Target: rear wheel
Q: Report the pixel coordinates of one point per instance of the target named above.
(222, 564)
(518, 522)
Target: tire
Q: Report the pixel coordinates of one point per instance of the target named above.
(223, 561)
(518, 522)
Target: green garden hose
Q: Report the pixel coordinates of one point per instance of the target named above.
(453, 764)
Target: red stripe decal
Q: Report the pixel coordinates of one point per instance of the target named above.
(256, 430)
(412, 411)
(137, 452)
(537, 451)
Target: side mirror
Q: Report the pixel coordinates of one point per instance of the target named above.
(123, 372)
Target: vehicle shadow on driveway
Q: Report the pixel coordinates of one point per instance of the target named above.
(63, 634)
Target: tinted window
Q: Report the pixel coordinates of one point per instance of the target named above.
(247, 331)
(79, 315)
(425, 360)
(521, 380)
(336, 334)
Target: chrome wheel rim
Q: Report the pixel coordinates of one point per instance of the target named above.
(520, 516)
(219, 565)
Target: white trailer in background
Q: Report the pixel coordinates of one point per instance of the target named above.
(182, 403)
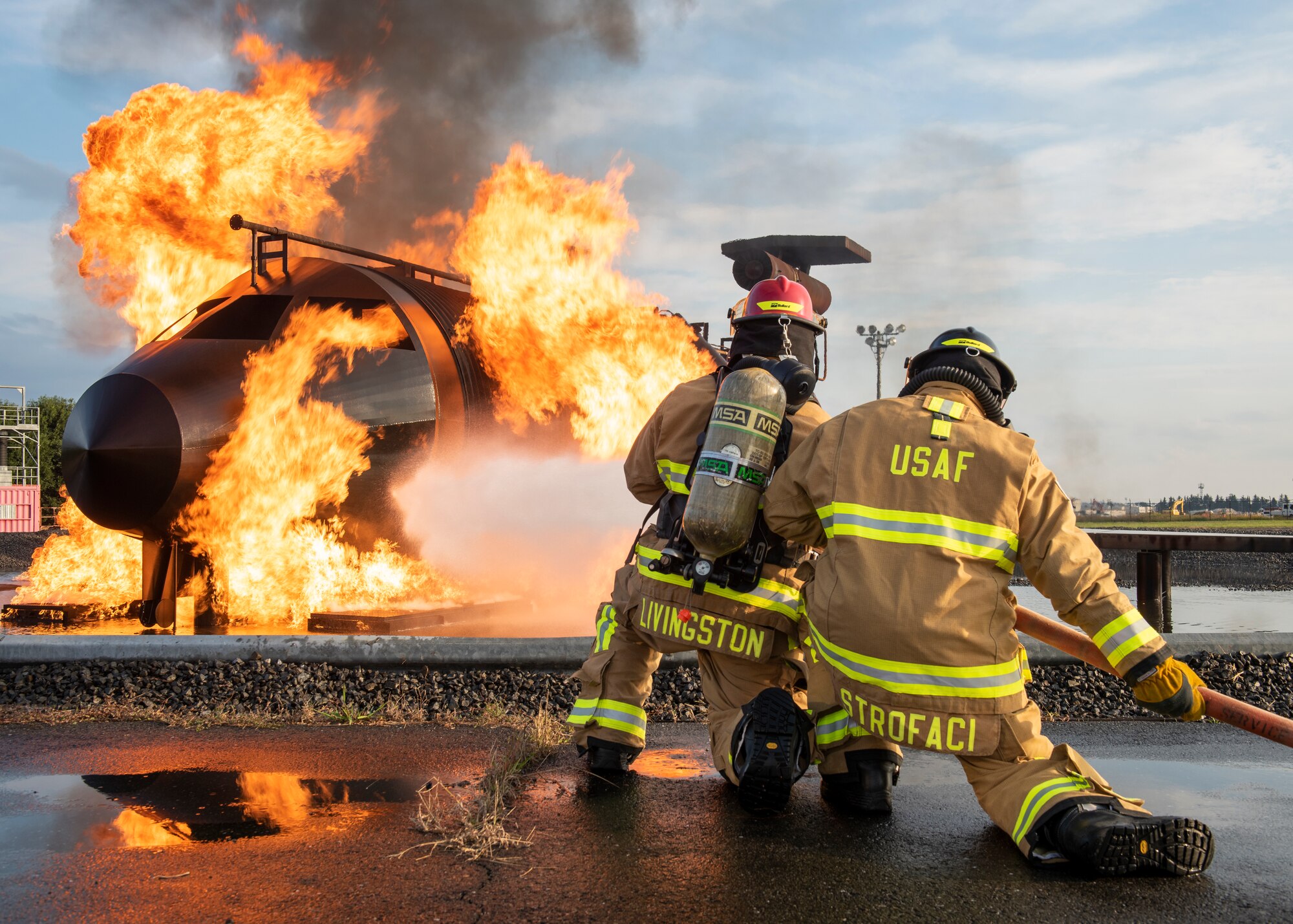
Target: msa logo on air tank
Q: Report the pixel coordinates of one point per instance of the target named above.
(729, 466)
(747, 418)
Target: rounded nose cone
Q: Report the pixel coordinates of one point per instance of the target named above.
(122, 452)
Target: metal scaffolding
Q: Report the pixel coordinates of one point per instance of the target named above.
(20, 439)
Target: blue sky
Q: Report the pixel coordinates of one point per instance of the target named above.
(1104, 187)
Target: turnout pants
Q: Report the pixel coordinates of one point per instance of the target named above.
(616, 682)
(1025, 782)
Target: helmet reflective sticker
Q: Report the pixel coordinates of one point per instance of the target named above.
(967, 342)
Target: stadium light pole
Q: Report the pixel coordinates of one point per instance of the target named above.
(880, 341)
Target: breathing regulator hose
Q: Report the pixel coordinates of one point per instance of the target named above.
(987, 398)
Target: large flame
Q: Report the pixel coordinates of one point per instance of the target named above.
(169, 170)
(289, 455)
(557, 325)
(89, 566)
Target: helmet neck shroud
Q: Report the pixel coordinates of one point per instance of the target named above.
(762, 337)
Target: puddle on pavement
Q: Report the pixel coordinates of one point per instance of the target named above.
(175, 808)
(676, 764)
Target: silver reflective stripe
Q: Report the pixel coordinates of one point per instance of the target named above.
(1009, 673)
(1115, 641)
(835, 725)
(604, 711)
(1008, 553)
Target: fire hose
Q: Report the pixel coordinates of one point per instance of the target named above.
(1221, 707)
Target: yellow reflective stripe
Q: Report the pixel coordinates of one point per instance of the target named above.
(674, 475)
(1025, 671)
(610, 713)
(833, 726)
(606, 628)
(779, 598)
(1132, 645)
(1123, 636)
(946, 405)
(982, 540)
(1038, 799)
(988, 681)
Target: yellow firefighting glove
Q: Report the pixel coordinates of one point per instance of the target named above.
(1172, 690)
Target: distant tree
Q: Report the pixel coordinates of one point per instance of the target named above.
(54, 417)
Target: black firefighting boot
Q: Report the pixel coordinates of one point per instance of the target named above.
(770, 751)
(868, 784)
(610, 757)
(1114, 844)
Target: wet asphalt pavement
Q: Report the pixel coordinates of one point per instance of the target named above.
(302, 823)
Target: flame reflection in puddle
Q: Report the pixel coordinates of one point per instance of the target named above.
(676, 764)
(175, 808)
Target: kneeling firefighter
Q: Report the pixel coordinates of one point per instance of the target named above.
(709, 576)
(928, 505)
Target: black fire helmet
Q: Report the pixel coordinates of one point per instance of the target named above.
(970, 350)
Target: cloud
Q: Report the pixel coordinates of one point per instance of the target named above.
(1124, 187)
(1079, 16)
(32, 179)
(1018, 17)
(1044, 77)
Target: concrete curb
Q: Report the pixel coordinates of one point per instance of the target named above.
(399, 651)
(369, 651)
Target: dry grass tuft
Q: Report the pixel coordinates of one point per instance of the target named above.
(478, 828)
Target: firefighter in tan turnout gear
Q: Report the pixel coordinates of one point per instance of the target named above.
(744, 624)
(928, 505)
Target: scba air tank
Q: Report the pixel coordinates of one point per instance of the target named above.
(734, 467)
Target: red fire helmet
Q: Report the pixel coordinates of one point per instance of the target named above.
(778, 298)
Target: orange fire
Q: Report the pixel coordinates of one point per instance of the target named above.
(133, 830)
(289, 455)
(557, 325)
(90, 564)
(276, 799)
(169, 170)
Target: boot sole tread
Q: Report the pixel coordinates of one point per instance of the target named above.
(1179, 846)
(766, 783)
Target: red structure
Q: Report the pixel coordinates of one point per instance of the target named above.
(20, 508)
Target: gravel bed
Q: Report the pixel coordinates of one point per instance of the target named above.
(16, 549)
(308, 690)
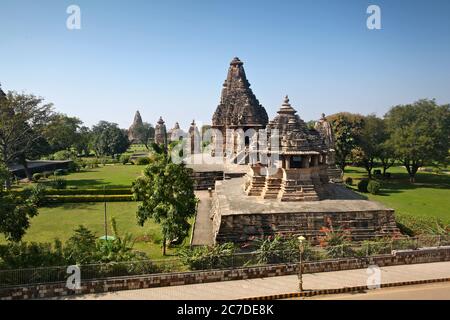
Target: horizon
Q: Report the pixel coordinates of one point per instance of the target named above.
(170, 59)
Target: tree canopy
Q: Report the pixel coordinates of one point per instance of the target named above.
(167, 194)
(419, 133)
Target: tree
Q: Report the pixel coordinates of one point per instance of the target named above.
(419, 133)
(108, 139)
(347, 128)
(370, 141)
(62, 131)
(22, 121)
(167, 194)
(82, 143)
(144, 134)
(15, 210)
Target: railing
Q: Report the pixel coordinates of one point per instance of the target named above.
(42, 275)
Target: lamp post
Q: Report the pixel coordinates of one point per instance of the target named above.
(301, 248)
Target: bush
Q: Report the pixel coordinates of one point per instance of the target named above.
(59, 183)
(202, 258)
(63, 155)
(349, 181)
(125, 158)
(37, 177)
(373, 187)
(142, 161)
(362, 185)
(73, 166)
(47, 174)
(59, 172)
(419, 225)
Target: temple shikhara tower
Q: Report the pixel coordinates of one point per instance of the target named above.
(238, 107)
(301, 169)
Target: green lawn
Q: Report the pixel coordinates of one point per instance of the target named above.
(109, 176)
(60, 221)
(429, 196)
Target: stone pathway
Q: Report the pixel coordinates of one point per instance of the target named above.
(203, 224)
(278, 285)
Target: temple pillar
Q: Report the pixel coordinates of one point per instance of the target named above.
(316, 160)
(288, 162)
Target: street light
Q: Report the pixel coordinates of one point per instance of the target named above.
(301, 248)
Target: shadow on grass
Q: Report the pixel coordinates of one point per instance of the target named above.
(75, 206)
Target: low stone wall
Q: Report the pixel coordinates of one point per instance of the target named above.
(206, 179)
(50, 290)
(361, 225)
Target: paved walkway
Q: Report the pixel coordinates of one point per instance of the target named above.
(434, 291)
(203, 224)
(227, 290)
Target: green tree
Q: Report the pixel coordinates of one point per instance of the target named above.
(15, 210)
(370, 142)
(145, 134)
(82, 143)
(167, 194)
(347, 128)
(22, 121)
(108, 139)
(419, 134)
(62, 131)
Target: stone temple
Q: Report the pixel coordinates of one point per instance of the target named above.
(238, 107)
(296, 194)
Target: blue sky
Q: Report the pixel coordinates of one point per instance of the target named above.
(170, 58)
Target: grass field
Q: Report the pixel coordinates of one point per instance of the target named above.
(429, 196)
(60, 221)
(109, 176)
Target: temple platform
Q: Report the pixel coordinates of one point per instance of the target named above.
(239, 218)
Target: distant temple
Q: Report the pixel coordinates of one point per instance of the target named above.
(238, 108)
(133, 134)
(160, 132)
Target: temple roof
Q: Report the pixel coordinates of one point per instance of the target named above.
(295, 136)
(238, 105)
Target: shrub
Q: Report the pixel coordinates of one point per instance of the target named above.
(373, 187)
(202, 258)
(125, 158)
(47, 174)
(362, 185)
(142, 161)
(349, 181)
(37, 177)
(59, 183)
(35, 193)
(63, 155)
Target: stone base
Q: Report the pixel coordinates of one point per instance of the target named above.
(239, 218)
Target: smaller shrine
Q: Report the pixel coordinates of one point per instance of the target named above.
(301, 169)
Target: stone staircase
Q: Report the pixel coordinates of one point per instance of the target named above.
(271, 188)
(256, 186)
(335, 174)
(309, 192)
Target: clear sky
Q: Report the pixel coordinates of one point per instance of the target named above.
(170, 58)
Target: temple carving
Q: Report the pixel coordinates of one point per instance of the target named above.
(238, 108)
(301, 169)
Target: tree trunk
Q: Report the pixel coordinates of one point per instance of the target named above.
(26, 169)
(164, 246)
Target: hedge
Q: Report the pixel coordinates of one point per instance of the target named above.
(87, 198)
(76, 192)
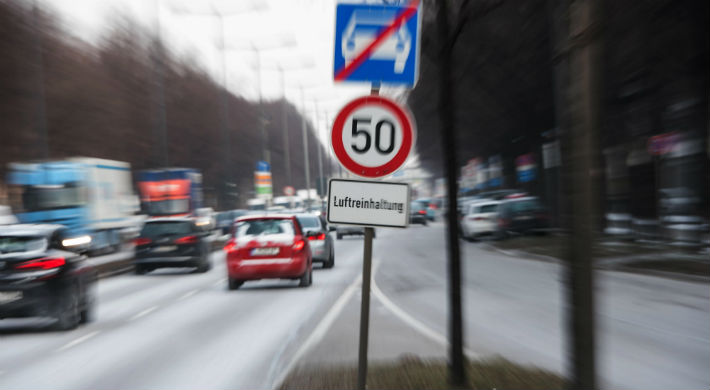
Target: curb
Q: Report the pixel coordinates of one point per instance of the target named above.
(604, 266)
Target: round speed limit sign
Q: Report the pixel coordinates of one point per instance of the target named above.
(372, 136)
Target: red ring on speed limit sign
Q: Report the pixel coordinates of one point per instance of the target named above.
(397, 160)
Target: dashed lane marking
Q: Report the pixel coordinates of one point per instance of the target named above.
(77, 341)
(144, 313)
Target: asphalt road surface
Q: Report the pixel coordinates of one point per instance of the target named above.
(175, 329)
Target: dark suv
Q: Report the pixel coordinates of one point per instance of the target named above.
(522, 215)
(172, 242)
(43, 273)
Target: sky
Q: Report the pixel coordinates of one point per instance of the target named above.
(295, 34)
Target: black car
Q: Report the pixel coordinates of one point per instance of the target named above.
(418, 212)
(522, 215)
(172, 242)
(226, 219)
(43, 273)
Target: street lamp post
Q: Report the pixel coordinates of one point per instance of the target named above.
(319, 183)
(305, 149)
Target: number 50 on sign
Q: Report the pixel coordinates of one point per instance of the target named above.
(372, 136)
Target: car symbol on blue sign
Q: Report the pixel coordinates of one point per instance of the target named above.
(393, 61)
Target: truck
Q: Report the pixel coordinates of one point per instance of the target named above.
(92, 197)
(169, 192)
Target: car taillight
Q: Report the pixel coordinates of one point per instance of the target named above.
(43, 263)
(187, 240)
(230, 245)
(142, 241)
(299, 245)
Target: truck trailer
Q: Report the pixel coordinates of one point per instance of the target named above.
(91, 196)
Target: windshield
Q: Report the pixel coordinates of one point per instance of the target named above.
(309, 222)
(264, 227)
(37, 198)
(167, 207)
(156, 229)
(14, 244)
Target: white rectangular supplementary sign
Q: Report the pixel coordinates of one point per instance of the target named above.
(368, 203)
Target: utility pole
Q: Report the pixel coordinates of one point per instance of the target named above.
(319, 182)
(41, 120)
(159, 77)
(457, 369)
(284, 126)
(306, 165)
(576, 41)
(265, 155)
(224, 123)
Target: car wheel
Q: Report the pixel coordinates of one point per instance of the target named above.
(88, 309)
(140, 269)
(68, 315)
(234, 284)
(331, 260)
(306, 279)
(204, 265)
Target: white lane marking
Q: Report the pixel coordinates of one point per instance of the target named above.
(319, 331)
(77, 341)
(144, 313)
(188, 294)
(411, 321)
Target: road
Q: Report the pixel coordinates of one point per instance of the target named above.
(653, 333)
(174, 329)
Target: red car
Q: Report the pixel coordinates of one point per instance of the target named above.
(268, 247)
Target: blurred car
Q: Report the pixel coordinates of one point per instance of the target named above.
(321, 244)
(430, 207)
(43, 273)
(269, 247)
(521, 215)
(343, 230)
(417, 213)
(172, 242)
(480, 218)
(6, 216)
(225, 219)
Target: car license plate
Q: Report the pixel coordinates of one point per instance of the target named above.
(264, 251)
(10, 296)
(169, 248)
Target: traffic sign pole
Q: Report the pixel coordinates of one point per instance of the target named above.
(365, 298)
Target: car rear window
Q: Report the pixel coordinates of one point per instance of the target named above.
(525, 206)
(488, 208)
(256, 227)
(416, 206)
(309, 222)
(14, 244)
(156, 229)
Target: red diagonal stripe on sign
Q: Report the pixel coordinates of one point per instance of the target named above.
(404, 16)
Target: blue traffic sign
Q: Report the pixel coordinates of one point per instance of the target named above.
(377, 43)
(263, 166)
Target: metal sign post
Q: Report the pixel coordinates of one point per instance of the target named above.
(373, 136)
(365, 299)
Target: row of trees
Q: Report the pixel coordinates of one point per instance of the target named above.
(62, 97)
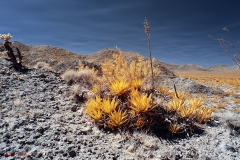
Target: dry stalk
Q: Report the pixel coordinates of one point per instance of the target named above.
(223, 43)
(147, 31)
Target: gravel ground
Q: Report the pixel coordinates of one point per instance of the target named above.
(40, 121)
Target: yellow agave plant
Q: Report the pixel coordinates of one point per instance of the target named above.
(141, 121)
(195, 102)
(181, 95)
(140, 103)
(108, 106)
(164, 90)
(204, 114)
(117, 118)
(185, 112)
(136, 84)
(175, 105)
(119, 87)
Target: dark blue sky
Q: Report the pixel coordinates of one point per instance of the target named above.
(179, 34)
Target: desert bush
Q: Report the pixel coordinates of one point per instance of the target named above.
(123, 100)
(12, 58)
(124, 104)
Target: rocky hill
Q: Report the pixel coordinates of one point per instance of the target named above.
(39, 120)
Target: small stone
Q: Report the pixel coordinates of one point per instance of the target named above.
(22, 93)
(130, 148)
(40, 130)
(74, 108)
(230, 148)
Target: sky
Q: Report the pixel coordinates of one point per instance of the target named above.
(179, 28)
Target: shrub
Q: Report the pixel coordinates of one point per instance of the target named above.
(12, 58)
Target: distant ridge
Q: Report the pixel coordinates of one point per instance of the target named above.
(61, 59)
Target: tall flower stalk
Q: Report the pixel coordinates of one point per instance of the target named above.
(147, 30)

##########

§ **Try it**
Pictures do not belong in the copy. Repeat only the lines from the top of the records through the line containing "Target: msa logo on air tank".

§ **Solved exercise**
Target: rear wheel
Q: Report the pixel coordinates of one point per instance of the target named above.
(222, 564)
(518, 522)
Target: tire
Q: Report the pixel coordinates of one point per instance of the target named above.
(223, 561)
(518, 522)
Target: green garden hose
Q: Report the pixel coordinates of one point per instance of the target named above.
(453, 764)
Target: red stripe decal
Q: Report the pixel coordinates of one point per instance of the target named above.
(256, 430)
(412, 411)
(137, 452)
(537, 451)
Target: side mirror
Q: Report the pixel coordinates of one point per instance of the target named above.
(123, 372)
Target: vehicle shadow on driveway
Q: Report the pixel coordinates of one point per instance of the target named above.
(63, 634)
Target: tinted window
Q: Report the pixel coordinates of one point per instance of the target named above.
(247, 331)
(79, 315)
(425, 360)
(521, 380)
(336, 334)
Target: chrome wheel rim
Q: Report the pixel coordinates of one point per instance of the target named above.
(520, 516)
(219, 565)
Target: white trailer in background
Q: Report the pixel coordinates of one point per instance of the target named above.
(182, 403)
Target: msa logo on air tank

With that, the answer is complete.